[A run of records]
* * *

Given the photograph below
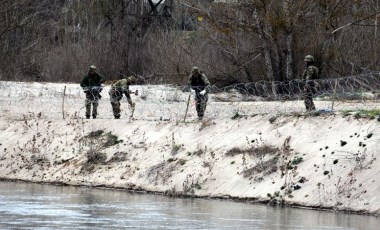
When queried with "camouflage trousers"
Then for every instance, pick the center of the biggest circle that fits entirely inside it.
(308, 97)
(200, 104)
(115, 98)
(94, 101)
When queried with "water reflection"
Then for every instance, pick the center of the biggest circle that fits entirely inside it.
(35, 206)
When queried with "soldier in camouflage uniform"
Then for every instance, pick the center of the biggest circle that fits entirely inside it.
(116, 94)
(310, 74)
(199, 84)
(91, 84)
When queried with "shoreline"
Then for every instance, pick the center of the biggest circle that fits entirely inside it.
(321, 162)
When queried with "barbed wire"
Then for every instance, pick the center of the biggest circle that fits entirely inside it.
(20, 100)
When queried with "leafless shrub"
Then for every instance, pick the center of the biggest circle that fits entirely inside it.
(266, 167)
(255, 151)
(95, 157)
(118, 157)
(39, 159)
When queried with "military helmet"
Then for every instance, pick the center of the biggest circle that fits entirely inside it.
(309, 58)
(131, 79)
(195, 69)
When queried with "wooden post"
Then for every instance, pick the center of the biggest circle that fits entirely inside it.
(63, 103)
(332, 105)
(187, 107)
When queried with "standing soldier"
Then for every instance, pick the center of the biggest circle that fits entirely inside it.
(199, 84)
(116, 94)
(91, 84)
(309, 75)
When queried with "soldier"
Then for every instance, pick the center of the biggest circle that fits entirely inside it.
(116, 94)
(199, 84)
(91, 84)
(309, 75)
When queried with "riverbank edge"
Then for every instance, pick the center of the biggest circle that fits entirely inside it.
(249, 200)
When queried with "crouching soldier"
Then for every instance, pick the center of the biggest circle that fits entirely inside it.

* * *

WORK TO BE COMPLETED: Write out the entries again, exactly as given, skipping any images.

ANSWER TO THE EXERCISE:
Given the photograph below
When queried with "camouflage trousers"
Then for every instance, pick the center of the biggest circle that fits entirely inside it.
(308, 97)
(200, 104)
(115, 98)
(94, 101)
When queried with "water reflection"
Then for every instance, pick the center of the biggest circle that fits entirely inside it.
(35, 206)
When queried with "soldier in camouflage uniform"
Then for every instance, pick the center of the biggest circle that fits entirely inside it.
(116, 94)
(310, 74)
(199, 84)
(91, 84)
When queried with "shoreline"
Then for every instance, pick the center of the biggest circle that fits entirely inside it.
(321, 162)
When queried with "barbed wire"
Then for every instance, pick the center of the biggest circle that fits entirely inside it.
(20, 100)
When queried with "leafless shrub"
Then for every instance, pick the center of the biggest circle that fits entirely inside it.
(266, 167)
(255, 151)
(95, 157)
(118, 157)
(39, 159)
When queried with "military helmet"
Then for every instance, pick the center of the biggest circle that fits entirely inside it.
(309, 58)
(131, 79)
(195, 69)
When queried with "wooden post"
Then for every instance, pick the center of the biggest circle that fits entirely inside it.
(63, 103)
(332, 105)
(187, 107)
When queried with "standing soldier"
Then for every instance, pick the center of the biggest circle that fits entirely inside it.
(199, 84)
(116, 94)
(91, 84)
(309, 75)
When queried with "soldier"
Then for every instance, pick the center of the biggest circle that fits entirely inside it.
(116, 94)
(199, 84)
(91, 84)
(309, 75)
When queried with "riverbank edge"
Then for every instance, pick the center of the biggest circle that fits entirely inside it.
(249, 200)
When queried with "crouching soldier"
Then for every instance, pick the center of the biggest circle that fits entirely inside it.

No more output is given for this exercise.